Start of DATA IN THIS EXERCISE
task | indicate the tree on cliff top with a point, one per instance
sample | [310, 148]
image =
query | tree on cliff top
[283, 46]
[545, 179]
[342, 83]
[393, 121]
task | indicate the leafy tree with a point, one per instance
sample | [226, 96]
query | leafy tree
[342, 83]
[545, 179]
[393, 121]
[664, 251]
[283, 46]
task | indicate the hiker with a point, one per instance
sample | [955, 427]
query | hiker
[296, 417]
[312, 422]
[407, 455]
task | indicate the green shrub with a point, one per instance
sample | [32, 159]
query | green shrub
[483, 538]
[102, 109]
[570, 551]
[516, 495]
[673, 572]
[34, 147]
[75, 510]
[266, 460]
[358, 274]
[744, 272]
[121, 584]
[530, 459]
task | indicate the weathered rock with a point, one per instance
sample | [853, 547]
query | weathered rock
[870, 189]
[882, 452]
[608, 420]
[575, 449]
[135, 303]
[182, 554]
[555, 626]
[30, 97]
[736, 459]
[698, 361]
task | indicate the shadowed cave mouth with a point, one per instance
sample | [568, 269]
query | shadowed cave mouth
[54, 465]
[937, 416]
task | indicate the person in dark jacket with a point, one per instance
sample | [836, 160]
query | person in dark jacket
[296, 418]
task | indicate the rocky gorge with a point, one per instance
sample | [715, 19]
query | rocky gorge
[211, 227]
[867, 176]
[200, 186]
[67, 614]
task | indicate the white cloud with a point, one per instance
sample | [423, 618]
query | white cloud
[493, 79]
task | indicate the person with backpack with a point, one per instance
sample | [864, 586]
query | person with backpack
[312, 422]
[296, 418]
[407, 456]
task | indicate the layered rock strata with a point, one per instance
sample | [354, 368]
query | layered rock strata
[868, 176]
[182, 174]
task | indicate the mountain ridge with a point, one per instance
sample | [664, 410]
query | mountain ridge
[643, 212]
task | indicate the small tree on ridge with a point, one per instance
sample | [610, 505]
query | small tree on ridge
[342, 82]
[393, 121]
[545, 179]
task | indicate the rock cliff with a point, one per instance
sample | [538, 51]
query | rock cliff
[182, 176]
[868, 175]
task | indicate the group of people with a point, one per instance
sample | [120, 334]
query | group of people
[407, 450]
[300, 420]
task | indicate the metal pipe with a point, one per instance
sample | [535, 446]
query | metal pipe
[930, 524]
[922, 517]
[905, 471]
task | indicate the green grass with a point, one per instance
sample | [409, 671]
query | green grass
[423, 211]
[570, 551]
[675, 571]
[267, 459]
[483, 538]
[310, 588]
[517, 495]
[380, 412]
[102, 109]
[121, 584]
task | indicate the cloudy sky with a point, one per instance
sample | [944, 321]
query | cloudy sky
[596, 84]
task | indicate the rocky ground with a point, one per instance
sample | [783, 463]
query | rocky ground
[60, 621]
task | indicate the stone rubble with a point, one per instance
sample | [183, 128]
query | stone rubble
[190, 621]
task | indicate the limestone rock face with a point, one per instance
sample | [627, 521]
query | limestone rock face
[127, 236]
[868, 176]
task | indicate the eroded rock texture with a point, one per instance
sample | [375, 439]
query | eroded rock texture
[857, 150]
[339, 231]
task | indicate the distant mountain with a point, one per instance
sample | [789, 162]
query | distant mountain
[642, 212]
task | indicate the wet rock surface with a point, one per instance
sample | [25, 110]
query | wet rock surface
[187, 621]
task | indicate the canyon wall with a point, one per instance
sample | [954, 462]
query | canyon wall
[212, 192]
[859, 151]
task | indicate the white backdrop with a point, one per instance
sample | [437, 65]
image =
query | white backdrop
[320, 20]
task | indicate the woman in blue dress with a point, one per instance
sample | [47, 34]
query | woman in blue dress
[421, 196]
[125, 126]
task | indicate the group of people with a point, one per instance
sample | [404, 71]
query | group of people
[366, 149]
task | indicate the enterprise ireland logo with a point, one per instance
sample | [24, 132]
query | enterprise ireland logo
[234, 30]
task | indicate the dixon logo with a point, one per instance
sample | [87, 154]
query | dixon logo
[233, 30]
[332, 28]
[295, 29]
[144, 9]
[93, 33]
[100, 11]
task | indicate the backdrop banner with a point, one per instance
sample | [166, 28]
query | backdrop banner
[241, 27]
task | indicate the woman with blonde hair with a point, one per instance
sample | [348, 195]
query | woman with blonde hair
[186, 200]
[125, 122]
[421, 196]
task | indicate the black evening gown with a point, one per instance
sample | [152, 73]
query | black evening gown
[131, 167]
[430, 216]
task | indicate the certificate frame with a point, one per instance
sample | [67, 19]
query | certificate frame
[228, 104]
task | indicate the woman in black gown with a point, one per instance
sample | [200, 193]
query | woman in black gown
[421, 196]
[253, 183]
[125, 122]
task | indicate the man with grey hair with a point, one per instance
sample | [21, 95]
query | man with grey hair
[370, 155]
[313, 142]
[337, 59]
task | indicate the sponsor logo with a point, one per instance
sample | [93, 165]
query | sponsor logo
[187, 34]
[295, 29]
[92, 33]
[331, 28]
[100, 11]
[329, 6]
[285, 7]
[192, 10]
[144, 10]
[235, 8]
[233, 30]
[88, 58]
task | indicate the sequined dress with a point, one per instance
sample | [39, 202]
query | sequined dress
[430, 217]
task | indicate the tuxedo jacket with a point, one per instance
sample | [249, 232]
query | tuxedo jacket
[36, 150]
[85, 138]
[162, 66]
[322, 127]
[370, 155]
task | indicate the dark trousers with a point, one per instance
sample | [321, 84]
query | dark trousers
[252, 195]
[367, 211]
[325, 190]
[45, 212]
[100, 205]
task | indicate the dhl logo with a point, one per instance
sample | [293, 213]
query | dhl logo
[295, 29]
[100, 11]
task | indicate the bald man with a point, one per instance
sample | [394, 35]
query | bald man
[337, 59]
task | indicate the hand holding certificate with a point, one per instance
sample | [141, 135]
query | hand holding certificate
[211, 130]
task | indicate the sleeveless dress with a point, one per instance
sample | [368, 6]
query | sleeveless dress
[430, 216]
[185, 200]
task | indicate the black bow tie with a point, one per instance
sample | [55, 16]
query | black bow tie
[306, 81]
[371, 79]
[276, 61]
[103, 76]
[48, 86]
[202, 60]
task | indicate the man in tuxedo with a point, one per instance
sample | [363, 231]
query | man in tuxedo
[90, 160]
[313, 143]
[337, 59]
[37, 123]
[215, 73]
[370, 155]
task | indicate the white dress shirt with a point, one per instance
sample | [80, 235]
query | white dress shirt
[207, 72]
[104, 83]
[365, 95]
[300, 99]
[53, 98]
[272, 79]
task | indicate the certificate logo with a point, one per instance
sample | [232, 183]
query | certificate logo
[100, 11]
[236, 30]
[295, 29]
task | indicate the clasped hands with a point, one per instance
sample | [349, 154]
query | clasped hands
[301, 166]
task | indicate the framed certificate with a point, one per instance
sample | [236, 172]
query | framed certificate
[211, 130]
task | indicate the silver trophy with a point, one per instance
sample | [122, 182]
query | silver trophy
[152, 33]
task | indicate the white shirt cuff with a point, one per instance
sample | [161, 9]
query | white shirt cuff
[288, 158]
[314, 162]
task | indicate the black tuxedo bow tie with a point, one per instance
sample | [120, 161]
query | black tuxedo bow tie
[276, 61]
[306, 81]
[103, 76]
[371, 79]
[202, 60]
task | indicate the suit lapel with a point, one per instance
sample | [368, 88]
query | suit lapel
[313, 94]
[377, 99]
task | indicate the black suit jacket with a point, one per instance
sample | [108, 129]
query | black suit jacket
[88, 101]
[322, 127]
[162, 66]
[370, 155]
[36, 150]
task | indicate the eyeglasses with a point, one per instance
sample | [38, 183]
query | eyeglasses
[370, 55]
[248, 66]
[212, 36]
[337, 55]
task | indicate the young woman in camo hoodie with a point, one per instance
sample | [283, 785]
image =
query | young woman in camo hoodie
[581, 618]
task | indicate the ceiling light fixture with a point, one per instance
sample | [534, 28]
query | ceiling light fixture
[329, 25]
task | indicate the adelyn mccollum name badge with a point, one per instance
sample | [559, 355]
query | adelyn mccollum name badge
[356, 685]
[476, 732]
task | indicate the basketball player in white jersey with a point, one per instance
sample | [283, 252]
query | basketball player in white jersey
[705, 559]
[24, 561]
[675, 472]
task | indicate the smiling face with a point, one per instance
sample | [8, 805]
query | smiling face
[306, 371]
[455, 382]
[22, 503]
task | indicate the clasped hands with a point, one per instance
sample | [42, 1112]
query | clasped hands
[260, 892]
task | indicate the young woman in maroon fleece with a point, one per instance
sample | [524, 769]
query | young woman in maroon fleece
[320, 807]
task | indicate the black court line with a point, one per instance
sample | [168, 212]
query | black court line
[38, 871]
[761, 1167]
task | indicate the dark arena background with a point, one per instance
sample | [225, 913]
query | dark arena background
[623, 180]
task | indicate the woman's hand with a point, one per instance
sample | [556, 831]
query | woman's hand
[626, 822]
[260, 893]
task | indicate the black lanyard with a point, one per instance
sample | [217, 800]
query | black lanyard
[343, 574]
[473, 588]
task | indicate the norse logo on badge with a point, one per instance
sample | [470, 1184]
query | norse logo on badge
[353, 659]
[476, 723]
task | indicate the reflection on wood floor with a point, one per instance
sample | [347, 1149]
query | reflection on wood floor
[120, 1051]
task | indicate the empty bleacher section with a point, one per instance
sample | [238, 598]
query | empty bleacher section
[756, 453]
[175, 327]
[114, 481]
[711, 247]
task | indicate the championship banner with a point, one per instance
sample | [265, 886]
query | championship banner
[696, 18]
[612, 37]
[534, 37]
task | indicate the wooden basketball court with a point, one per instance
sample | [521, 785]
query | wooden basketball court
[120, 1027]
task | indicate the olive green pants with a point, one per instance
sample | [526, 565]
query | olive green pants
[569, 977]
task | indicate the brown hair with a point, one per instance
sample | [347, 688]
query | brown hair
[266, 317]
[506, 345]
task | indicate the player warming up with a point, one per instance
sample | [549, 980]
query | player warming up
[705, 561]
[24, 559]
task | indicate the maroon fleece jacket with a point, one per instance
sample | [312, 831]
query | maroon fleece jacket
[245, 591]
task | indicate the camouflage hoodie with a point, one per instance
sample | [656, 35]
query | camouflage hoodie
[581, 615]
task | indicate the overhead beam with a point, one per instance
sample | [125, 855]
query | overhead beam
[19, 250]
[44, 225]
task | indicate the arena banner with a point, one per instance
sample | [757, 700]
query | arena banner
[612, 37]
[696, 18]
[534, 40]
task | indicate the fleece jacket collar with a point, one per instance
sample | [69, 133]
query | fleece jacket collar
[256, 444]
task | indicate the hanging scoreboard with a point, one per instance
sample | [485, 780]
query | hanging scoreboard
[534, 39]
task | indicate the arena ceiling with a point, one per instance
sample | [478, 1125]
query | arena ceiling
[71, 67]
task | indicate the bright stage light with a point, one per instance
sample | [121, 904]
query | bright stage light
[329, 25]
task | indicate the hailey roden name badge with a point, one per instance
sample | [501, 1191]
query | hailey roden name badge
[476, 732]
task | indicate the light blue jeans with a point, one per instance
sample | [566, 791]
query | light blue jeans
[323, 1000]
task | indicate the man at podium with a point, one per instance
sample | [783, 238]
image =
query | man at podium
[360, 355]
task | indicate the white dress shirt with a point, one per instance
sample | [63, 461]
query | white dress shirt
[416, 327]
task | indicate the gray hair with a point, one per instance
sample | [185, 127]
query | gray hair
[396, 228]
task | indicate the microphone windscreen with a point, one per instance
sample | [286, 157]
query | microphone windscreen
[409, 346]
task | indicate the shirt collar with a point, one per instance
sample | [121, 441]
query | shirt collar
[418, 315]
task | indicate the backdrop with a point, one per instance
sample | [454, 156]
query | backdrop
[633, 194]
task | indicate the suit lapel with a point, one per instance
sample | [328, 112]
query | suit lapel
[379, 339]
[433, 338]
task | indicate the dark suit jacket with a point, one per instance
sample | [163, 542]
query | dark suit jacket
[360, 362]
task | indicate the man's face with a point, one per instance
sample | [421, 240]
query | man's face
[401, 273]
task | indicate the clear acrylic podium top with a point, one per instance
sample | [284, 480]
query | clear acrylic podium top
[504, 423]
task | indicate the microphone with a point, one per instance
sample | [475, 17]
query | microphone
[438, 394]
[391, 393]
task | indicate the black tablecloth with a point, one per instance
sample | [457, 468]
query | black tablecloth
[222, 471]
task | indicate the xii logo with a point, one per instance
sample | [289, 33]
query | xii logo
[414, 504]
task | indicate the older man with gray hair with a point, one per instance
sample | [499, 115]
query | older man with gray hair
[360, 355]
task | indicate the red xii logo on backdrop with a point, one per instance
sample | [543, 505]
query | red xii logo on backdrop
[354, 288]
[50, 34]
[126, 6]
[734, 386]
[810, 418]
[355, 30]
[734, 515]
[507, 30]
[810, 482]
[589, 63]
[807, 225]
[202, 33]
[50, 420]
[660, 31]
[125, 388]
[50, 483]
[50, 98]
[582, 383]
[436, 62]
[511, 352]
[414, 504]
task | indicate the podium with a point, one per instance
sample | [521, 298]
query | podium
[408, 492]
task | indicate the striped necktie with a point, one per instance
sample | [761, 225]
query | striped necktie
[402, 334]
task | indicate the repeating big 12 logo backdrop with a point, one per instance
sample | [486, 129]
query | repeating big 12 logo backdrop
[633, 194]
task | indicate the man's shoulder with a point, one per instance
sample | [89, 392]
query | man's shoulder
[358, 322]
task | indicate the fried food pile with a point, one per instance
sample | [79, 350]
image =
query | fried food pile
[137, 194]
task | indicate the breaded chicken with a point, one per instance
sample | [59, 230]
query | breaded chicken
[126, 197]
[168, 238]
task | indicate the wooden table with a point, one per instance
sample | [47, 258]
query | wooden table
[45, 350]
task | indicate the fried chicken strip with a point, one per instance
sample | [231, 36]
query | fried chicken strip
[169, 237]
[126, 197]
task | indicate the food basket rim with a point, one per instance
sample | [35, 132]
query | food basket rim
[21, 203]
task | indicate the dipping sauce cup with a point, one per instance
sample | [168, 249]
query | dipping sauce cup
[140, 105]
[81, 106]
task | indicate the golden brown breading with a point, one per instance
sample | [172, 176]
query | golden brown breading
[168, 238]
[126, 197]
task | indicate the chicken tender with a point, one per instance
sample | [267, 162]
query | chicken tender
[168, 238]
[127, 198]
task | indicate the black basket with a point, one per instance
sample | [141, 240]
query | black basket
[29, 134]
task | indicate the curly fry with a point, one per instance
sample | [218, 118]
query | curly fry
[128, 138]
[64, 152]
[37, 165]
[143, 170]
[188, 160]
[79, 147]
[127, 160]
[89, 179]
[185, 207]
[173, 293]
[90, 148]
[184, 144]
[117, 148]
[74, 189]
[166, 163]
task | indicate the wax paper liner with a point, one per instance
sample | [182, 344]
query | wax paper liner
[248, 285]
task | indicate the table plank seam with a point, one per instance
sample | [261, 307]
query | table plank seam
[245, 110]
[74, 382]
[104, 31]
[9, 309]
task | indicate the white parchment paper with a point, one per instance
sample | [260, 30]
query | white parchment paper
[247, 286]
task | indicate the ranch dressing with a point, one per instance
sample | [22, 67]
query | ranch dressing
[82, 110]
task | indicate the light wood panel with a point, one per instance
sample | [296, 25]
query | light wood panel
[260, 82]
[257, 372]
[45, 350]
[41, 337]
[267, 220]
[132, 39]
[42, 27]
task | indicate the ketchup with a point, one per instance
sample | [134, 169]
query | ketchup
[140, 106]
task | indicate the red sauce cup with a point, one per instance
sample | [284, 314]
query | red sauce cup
End of DATA IN THIS EXERCISE
Starting with the line that contains "task | indicate the wax", repeat each line through the last one exactly as it appears. Include both ends and nothing more.

task | indicate the wax paper liner with a point, one per instance
sample | [182, 344]
query | wax paper liner
[248, 285]
task | indicate the table plank seam with a point, one per instance
sample | [261, 307]
query | table plank seam
[245, 110]
[74, 382]
[104, 31]
[9, 309]
task | indicate the white parchment paper with a point, one per instance
sample | [260, 30]
query | white parchment paper
[247, 286]
task | indicate the ranch dressing with a point, one per instance
sample | [22, 67]
query | ranch dressing
[82, 110]
task | indicate the light wood panel with a point, one per instance
sample | [296, 25]
query | light wood panel
[260, 82]
[257, 372]
[45, 350]
[41, 337]
[267, 220]
[132, 39]
[42, 27]
task | indicate the ketchup with a point, one per instance
sample | [134, 169]
query | ketchup
[140, 106]
task | indicate the red sauce cup with a point, one per instance
sample | [284, 314]
query | red sauce cup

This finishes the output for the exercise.